* EXERCISE AIM: Reproduce the listing below word for word, omitting the pictures.

* SUPPLIED MATERIAL:
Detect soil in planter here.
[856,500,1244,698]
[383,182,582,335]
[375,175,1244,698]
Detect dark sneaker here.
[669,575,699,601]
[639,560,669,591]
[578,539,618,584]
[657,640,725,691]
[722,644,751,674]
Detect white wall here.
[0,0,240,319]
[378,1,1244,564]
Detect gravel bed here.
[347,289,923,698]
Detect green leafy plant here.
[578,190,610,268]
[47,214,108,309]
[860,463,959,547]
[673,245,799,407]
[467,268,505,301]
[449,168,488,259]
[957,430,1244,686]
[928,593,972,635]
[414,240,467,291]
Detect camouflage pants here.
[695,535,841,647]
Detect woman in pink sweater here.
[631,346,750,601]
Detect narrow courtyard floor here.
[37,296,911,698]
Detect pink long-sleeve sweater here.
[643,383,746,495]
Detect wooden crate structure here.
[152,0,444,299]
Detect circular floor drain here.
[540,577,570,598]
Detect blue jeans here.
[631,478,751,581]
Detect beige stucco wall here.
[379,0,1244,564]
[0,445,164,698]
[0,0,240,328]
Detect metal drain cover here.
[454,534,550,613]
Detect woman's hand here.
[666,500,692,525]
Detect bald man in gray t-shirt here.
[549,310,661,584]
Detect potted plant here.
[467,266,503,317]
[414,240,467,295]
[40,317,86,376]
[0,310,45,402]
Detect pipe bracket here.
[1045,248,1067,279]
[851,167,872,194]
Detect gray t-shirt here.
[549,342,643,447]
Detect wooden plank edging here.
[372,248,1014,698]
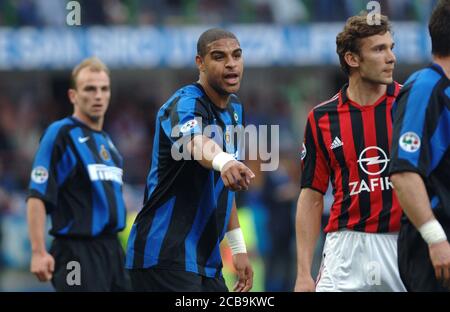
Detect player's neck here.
[433,56,450,79]
[72,113,103,131]
[198,78,229,109]
[347,78,387,106]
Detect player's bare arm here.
[391,172,450,287]
[27,198,55,282]
[295,188,323,291]
[188,135,255,191]
[225,199,253,292]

* RESULT OF THIS TASK:
Detect soil in planter here.
[856,500,1244,698]
[383,182,582,335]
[375,175,1244,698]
Detect dark sneaker here.
[669,575,699,601]
[639,560,669,591]
[578,539,618,584]
[657,640,725,691]
[722,644,751,674]
Detect white wall here.
[0,0,240,319]
[378,1,1244,564]
Detect gravel bed here.
[347,289,923,698]
Detect green leafy plant here.
[578,190,610,268]
[47,214,108,309]
[860,463,959,547]
[673,245,799,407]
[467,268,505,301]
[449,168,488,259]
[957,430,1244,686]
[928,593,972,635]
[414,240,467,291]
Detect camouflage pants here.
[695,535,841,647]
Detect woman in pink sweater here.
[631,346,750,601]
Detect narrow courtyard floor here.
[37,296,911,698]
Detect pink long-sleeve sweater here.
[643,383,746,495]
Detect wooden crate structure here.
[152,0,444,299]
Detect circular floor drain here.
[540,577,570,598]
Detect blue jeans here.
[631,478,751,581]
Detect beige stucco wall here.
[379,0,1244,564]
[0,445,164,698]
[0,0,240,328]
Detect metal drain cover here.
[454,534,550,613]
Detect woman's hand here.
[666,500,692,525]
Detect bald man in gray t-shirt here.
[549,310,661,584]
Detect potted plant here.
[467,266,503,317]
[414,240,467,295]
[40,317,86,376]
[0,310,45,402]
Detect pipe bracket here.
[1045,248,1067,279]
[851,167,872,194]
Detect gray t-shirt here.
[549,342,643,447]
Detect wooden plank edging here.
[372,248,1014,698]
Detect player's neck here.
[433,56,450,79]
[72,113,103,131]
[198,78,229,109]
[347,78,387,106]
Detect player's bare arm here.
[391,172,450,287]
[27,198,55,282]
[295,188,323,291]
[188,135,255,191]
[225,199,253,292]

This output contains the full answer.